» **Set exercise**
Starting with the line that contains "TARGET = snow covered ground" and continuing to the end of the material below, revise the lines by replacing "white plastic pipe" with "white PVC pipe" and changing nothing else.

» **Records for the exercise**
----

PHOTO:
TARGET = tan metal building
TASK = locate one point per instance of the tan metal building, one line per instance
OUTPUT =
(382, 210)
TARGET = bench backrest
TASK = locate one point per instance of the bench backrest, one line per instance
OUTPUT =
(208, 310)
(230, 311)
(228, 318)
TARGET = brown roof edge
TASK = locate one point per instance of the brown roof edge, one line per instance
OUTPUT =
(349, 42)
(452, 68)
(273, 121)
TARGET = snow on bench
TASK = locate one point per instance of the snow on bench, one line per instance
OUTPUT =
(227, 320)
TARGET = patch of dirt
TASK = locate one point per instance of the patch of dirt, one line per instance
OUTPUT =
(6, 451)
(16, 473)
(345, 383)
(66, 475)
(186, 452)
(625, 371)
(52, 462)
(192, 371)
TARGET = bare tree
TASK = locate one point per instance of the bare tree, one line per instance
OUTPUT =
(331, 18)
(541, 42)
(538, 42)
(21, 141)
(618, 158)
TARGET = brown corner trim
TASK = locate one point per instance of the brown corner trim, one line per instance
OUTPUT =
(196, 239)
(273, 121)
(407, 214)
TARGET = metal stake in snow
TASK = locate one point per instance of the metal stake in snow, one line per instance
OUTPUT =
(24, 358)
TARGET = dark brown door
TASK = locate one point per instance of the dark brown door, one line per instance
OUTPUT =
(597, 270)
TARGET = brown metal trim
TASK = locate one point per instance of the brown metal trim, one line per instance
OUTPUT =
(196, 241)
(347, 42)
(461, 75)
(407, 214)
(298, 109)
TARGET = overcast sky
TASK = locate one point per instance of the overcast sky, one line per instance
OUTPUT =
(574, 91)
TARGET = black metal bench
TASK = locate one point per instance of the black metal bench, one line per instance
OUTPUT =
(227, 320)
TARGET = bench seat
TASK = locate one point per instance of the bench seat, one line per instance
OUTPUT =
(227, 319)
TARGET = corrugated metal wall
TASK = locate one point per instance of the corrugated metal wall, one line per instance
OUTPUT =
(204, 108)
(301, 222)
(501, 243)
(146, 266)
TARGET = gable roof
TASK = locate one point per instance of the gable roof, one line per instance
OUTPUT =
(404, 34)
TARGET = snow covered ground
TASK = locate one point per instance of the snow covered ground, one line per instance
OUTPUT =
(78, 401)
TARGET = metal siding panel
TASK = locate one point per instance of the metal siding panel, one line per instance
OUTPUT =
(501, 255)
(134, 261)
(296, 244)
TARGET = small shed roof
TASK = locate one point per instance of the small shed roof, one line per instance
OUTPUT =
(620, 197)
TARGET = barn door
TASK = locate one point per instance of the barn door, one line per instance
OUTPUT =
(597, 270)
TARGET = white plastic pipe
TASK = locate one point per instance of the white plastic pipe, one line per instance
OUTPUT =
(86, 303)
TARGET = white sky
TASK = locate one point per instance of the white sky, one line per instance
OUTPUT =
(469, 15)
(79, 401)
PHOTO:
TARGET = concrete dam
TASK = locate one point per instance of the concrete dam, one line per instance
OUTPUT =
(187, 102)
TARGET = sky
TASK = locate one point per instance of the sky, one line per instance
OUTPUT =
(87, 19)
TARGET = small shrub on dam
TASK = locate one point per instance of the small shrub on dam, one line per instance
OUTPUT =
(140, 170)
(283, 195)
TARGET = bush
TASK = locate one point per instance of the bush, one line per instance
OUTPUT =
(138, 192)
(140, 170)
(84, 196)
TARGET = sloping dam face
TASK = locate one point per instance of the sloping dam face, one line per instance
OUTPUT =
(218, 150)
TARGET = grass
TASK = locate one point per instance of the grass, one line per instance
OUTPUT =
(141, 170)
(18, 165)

----

» **Completed task**
TARGET = snow covered ground
TASK = locate one point per instance of the snow covered ground, one line per instance
OUTPUT =
(78, 401)
TARGET = metal siding panel
TASK = locate one point per instance of the metal siding panel, one line per instance
OUTPUT =
(501, 255)
(134, 261)
(296, 244)
TARGET = small shed roof
TASK = locate one point per instance of the small shed roof, one line per instance
OUTPUT =
(620, 197)
TARGET = barn door
TASK = locate one point per instance of the barn door, one line per instance
OUTPUT =
(597, 270)
TARGET = white PVC pipe
TASK = locate one point per instance of the white PVC pipe, one line per instance
OUTPUT =
(86, 303)
TARGET = white sky
TASK = locate one point per instance of the white sky, one line per instance
OUTPUT =
(469, 15)
(79, 401)
PHOTO:
TARGET = concrete dam
TASK = locate one point per instance of the concrete dam, one line per instance
OUTPUT =
(187, 102)
TARGET = sky
TASK = locate one point per instance of the sky, one line per instance
OUTPUT =
(87, 19)
TARGET = small shrub on dam
TASK = locate one point per instance of the small shrub on dam, one line per instance
OUTPUT =
(140, 170)
(283, 195)
TARGET = bush
TASK = locate one point per instance of the bush, one line per instance
OUTPUT =
(138, 192)
(140, 170)
(84, 196)
TARGET = sloping dam face
TASK = locate one point per instance of the sloping dam face, one line per instance
OUTPUT =
(218, 150)
TARGET = grass
TASK = locate one point per instance of the grass, one line per instance
OUTPUT =
(141, 170)
(18, 165)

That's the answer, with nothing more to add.